### INPUT ROWS
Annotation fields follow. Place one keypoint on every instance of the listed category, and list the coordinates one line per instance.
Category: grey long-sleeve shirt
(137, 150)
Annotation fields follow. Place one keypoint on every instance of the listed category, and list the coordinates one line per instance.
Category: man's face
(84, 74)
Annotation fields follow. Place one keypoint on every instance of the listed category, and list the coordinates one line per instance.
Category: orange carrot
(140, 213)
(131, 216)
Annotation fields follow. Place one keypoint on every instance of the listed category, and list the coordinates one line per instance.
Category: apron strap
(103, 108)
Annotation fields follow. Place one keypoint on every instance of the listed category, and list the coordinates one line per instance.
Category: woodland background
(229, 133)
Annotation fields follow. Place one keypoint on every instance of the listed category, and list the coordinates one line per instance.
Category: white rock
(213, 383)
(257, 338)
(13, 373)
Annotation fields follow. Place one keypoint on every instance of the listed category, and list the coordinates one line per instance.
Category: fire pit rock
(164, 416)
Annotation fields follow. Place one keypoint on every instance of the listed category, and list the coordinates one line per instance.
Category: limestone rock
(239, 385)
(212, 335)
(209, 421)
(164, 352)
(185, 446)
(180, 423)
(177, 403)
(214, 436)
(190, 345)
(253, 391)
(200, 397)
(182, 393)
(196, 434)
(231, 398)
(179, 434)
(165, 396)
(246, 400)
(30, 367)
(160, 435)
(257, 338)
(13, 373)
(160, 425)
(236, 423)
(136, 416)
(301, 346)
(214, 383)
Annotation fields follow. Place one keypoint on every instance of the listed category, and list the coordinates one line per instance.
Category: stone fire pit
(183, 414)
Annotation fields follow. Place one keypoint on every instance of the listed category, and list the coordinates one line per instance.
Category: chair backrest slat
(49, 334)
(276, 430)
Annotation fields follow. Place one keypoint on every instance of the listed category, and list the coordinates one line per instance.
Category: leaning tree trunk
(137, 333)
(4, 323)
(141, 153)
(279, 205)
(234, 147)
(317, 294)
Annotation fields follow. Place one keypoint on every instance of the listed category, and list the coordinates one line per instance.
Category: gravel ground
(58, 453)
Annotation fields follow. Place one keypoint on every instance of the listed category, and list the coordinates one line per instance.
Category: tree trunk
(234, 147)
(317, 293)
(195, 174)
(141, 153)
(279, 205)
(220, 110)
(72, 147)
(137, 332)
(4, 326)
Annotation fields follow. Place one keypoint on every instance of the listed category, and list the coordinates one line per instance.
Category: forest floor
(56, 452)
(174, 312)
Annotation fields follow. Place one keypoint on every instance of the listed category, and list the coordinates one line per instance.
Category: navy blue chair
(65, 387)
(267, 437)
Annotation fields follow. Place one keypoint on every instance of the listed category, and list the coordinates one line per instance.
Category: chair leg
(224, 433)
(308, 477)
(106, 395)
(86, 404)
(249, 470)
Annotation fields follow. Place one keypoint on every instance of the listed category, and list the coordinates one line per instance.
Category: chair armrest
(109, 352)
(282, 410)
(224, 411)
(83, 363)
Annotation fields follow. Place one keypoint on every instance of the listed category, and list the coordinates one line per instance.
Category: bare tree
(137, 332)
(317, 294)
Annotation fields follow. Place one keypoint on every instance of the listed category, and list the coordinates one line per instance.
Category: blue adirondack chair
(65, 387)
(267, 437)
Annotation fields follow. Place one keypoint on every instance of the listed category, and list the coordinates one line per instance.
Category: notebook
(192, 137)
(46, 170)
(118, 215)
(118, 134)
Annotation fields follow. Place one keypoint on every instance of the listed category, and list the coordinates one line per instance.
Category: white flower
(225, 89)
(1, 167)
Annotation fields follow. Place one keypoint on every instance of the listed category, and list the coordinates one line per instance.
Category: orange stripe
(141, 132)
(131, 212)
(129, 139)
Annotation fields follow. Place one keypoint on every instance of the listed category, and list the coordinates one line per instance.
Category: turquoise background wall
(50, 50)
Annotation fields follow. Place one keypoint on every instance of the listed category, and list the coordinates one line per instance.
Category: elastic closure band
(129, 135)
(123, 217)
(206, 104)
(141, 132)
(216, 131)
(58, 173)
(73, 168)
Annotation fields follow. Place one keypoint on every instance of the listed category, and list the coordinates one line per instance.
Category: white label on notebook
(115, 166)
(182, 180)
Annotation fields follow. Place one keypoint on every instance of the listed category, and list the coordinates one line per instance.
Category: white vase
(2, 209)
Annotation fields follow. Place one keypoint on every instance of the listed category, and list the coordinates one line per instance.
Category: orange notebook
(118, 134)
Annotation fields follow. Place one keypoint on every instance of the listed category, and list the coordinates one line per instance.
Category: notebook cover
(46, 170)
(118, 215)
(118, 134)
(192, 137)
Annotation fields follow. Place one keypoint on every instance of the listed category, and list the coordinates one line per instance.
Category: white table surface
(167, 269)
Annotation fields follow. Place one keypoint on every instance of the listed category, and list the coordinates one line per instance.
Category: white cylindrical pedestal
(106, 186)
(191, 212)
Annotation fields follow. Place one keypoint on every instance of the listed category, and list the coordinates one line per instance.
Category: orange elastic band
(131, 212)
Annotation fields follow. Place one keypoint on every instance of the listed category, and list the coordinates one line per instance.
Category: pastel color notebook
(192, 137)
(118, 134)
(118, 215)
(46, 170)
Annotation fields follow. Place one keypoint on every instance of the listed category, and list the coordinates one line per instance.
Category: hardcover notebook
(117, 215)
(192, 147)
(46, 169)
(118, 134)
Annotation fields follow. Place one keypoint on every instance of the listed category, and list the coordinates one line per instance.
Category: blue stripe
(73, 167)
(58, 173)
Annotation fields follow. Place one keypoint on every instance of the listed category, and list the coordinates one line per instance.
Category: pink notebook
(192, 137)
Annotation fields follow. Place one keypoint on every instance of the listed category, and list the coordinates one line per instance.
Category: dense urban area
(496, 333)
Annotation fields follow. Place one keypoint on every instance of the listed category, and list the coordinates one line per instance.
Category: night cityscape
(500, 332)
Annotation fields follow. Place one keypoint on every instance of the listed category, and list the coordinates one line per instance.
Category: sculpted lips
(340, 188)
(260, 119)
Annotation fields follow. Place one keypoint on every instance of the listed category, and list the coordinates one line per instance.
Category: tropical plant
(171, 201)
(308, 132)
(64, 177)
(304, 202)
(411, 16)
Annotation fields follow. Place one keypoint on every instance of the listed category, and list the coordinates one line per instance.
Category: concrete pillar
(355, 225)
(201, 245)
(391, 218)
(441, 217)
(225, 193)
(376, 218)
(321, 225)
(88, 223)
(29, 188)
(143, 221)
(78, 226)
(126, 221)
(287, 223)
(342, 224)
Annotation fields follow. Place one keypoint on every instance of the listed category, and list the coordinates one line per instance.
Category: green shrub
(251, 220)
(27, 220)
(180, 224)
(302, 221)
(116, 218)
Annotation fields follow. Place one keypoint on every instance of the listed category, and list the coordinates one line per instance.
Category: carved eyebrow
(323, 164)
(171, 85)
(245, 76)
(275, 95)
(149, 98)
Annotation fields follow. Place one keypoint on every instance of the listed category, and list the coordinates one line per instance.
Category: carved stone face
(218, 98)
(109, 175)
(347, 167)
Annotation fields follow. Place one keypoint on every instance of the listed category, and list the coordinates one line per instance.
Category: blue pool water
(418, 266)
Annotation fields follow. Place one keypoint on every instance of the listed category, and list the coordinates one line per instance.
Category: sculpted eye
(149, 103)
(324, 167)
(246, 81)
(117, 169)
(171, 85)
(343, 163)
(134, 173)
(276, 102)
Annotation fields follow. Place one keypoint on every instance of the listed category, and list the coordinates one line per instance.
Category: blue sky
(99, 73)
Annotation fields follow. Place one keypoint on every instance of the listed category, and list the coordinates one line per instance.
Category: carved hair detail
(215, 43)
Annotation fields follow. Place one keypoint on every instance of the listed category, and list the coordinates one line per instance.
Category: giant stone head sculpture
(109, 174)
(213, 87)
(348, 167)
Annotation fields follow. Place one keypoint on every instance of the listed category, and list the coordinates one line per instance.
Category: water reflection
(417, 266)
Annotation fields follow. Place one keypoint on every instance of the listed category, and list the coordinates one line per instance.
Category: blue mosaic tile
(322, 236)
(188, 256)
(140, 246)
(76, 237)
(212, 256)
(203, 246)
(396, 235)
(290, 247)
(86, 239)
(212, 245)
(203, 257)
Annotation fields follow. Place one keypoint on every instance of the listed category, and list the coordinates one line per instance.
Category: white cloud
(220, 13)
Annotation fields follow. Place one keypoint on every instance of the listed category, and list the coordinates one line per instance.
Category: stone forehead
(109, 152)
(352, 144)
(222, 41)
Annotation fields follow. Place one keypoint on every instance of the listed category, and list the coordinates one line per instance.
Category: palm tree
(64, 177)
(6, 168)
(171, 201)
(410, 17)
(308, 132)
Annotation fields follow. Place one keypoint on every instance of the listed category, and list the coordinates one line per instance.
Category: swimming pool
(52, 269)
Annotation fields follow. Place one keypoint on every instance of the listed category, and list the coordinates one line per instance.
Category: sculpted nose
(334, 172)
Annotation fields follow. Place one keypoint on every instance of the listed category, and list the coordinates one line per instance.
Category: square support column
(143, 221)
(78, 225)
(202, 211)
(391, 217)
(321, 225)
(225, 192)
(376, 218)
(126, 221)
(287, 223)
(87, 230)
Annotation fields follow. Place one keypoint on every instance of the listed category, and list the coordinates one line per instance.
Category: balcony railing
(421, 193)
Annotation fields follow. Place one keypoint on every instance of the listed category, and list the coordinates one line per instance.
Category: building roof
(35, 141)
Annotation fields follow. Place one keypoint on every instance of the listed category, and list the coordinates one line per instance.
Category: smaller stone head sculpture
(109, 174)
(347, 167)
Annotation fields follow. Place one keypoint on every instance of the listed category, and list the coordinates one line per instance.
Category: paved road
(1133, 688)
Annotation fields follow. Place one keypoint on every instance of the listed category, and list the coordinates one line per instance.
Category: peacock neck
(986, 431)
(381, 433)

### THE PROBLEM
Which lines in the entries above contain the word "sculpted"? Pull out each of those lines and copy it in full.

### ANSWER
Category: sculpted lips
Category: sculpted eye
Category: sculpted nose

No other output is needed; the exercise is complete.